Referring expression data:
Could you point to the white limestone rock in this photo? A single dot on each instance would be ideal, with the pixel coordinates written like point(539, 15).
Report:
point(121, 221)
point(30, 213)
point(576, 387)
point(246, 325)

__Your assignment__.
Reproduce the preceding entries exactly and completely.

__Your solution__.
Could you point to the white limestone rock in this photo? A single dot on each instance would be ideal, with the pixel coordinates written like point(539, 15).
Report:
point(121, 221)
point(30, 213)
point(576, 387)
point(246, 325)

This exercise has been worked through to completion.